Reading passage:
────────

Analog Devices and the Analog Devices Foundation have provided students at UMass Lowell with spectrum analyzers, signal generators, oscilloscopes, and other equipment.
Agilent E5052B signal source analyzer
Lowell, Mass. — What do you do with test equipment that needs a new home? You put it to work educating future RF engineers. Recently, Analog Devices donated 23 pieces of test equipment to UMass Lowell, augmenting its RF test-equipment collection and opening a new RF lab. The equipment value is some $165,000, augmenting an already hearty collection. Plus, the Analog Devices Foundation donated an additional $125,000 so the university could equip three classrooms for remote learning. “The remote-learning classrooms were upgraded with camera, remote tracking capabilities, computers, and lighting,” said Bryan Goldstein, VP of the Analog Devices Defense and Aerospace Business Unit.
“Books and learning are just a piece of the puzzle,” continued Goldstein. “It’s the hands-on, real-life, day-to-day opportunity to get your hands in the lab on real equipment is where the excitement of experimentation comes from.”
HP8648D signal generator
“This lab brings together the relationship that UMass Lowell shares with Analog devices,” said Joe Hartman, UMass Lowell Provost and Vice-Chancellor for Academic and Student Affairs. Hartman, who started at UMass Lowell as Dean of Engineering, addressed the lab gathering by adding “When I started, Rick Hess of Analog Devices was on the board. He introduced me to Bob Broughton with whom we started doing senior design projects. This lab is part of the next step in our relationship with Analog Devices. It helps our students learn what they need to be successful in our industry. That’s been moving toward the RF and Microwave industry for some time.”
The lab benches are organized by maximum frequency, ranging from 3.2 GHz to 40 GHz. Test benches that cover frequencies around 3 GHz are quite useful today. After all, that’s today’s “sweet spot” of 5G radio spectrum. Many 5G connected IoT devices do and will operate at those frequencies.

────────

Records provided:
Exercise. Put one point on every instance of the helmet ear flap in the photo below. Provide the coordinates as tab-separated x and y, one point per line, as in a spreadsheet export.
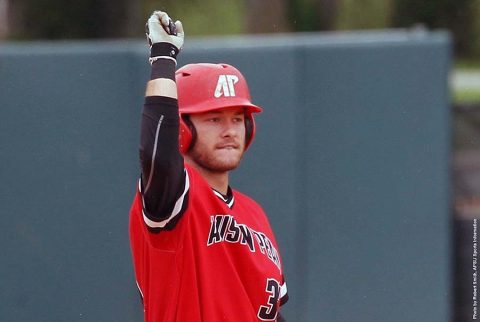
249	130
187	134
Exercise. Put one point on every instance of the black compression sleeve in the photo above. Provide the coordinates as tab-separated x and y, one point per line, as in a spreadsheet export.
163	177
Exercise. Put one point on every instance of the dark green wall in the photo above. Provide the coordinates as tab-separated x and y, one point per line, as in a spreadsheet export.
350	161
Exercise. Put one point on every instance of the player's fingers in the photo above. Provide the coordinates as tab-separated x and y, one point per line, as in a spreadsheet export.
179	26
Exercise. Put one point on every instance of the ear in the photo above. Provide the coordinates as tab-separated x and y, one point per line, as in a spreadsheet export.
187	134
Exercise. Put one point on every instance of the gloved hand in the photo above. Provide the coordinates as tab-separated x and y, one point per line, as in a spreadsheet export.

────────

Aim of the exercise: Can you carry the article on the UMass Lowell RF lab further, starting after its final sentence? The data above is unrelated to the article on the UMass Lowell RF lab.

Result of this exercise:
The video below provides a quick tour of the new lab.
Good investment but leys see it in action. I don’t see any cables into any if the equipment. intermodulation, interference, frequency sharing. Tackle some of the issues with limited bandwidth and the need for high data rates. Lots of challenges out there. Way different than cdma, amps, pioneer preference licenses. Only the really smart leading edge, bleeding edge engineers survive.
“Only the really smart leading edge, bleeding edge engineers survive.”
What do you mean by “survive?” There are many ways to survive. Some engineers go into marketing or sales. Some go to law school or medical school. I once had an eye doctor with an EE degree. Does that mean he didn’t survive? Some engineers go into finance. Some even become editors who get through 20 years of layoffs without losing a job. Are we not survivors?
An applications engineer at NI went into marketing and is now CEO. Does that mean he didn’t survive?
“I don’t see any cables into any if the equipment.”
Could it be that the professor asked students to clean up the lab for the day?
Steven,
Of course you don’t see any wires, the instruments just arrived. Or they’re about to get shipped to the UMass lab. I assume the school has plenty of test leads, but students first need an introduction to the instruments’ operations and opportunities to read the manuals. That’s what smart engineers would do, right, RTDM?